:: STATED TASK ::
Count the lines in the rows below that contain the string "reflection", and give only the number.

:: PROVIDED DATA ::
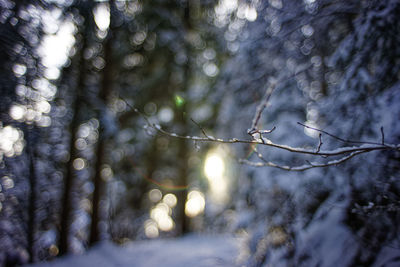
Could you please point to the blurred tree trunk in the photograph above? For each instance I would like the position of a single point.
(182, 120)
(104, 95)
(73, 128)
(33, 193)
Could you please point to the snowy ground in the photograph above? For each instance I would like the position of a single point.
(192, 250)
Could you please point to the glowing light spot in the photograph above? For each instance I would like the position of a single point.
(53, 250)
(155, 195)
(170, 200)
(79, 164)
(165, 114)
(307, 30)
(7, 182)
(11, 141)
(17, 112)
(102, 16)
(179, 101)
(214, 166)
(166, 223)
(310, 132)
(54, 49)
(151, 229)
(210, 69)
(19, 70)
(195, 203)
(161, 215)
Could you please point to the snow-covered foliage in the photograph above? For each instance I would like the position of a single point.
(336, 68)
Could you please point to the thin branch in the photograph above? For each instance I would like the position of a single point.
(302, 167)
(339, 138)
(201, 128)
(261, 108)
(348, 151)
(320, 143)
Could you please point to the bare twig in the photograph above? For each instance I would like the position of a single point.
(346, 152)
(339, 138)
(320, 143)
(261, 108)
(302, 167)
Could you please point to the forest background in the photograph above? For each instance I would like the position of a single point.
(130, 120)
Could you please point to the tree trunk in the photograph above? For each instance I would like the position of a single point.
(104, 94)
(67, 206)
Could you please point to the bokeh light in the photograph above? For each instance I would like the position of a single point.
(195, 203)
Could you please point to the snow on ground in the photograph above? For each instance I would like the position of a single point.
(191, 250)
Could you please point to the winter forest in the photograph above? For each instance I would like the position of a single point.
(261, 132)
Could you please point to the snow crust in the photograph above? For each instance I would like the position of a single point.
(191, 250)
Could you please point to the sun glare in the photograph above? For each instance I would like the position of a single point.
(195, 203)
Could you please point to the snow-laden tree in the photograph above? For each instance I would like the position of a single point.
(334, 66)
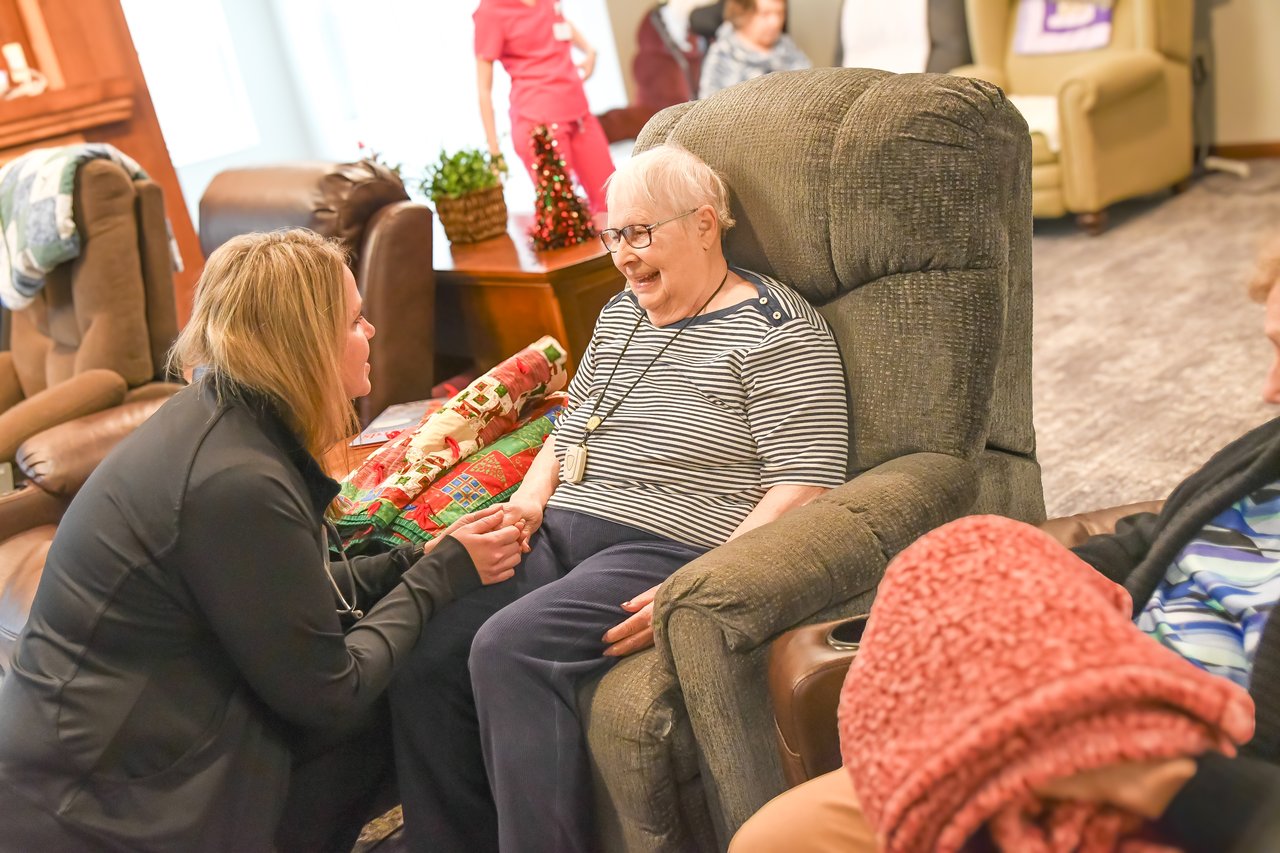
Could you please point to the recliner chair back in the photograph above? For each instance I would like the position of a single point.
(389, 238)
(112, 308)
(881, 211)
* * *
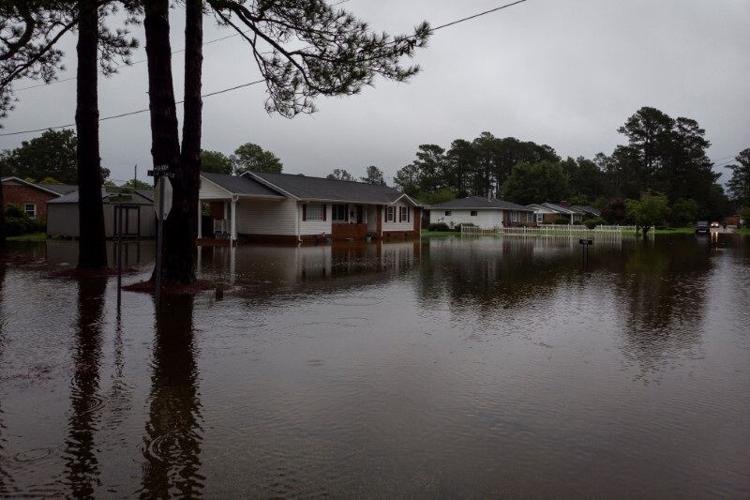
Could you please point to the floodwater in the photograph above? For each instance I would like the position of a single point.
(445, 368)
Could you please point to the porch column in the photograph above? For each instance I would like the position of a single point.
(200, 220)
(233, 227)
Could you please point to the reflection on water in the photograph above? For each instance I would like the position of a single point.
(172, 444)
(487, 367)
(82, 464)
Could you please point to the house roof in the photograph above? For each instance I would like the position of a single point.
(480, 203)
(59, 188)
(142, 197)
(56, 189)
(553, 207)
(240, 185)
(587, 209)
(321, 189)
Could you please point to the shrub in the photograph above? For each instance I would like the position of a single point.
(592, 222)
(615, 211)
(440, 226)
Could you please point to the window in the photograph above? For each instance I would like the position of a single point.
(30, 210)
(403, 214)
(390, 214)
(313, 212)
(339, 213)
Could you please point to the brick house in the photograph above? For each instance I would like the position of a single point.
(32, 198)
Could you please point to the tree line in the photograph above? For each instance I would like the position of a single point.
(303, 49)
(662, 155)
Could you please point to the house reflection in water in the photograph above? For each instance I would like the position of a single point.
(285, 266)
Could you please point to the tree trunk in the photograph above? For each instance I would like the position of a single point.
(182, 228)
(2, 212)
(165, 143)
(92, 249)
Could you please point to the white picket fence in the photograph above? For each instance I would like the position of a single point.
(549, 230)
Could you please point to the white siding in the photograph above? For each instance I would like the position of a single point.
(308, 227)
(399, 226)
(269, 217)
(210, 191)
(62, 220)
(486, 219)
--
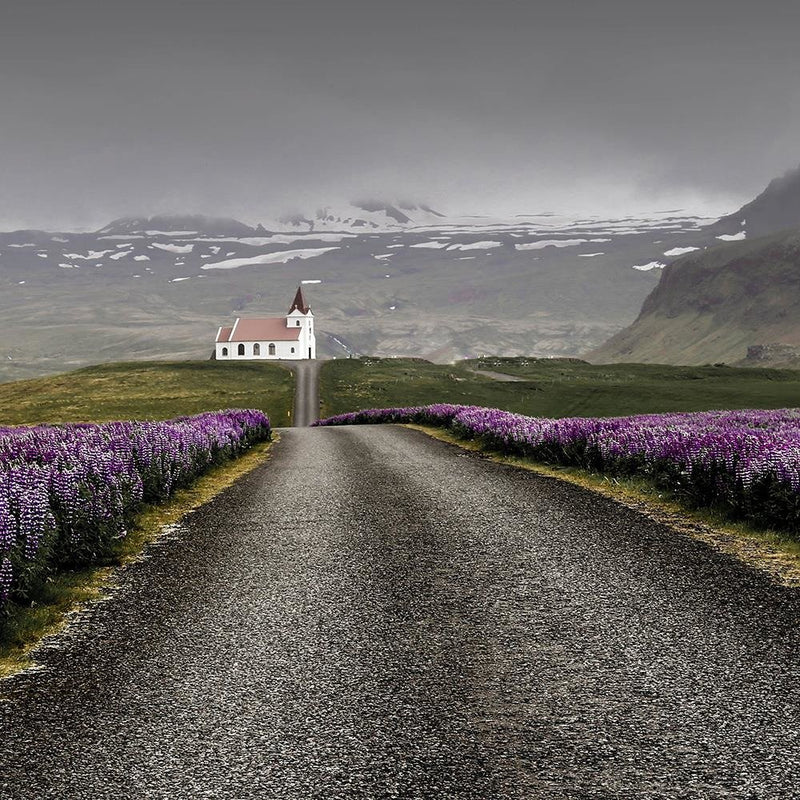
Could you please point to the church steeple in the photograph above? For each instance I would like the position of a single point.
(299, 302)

:: WRITTEN ANSWER ::
2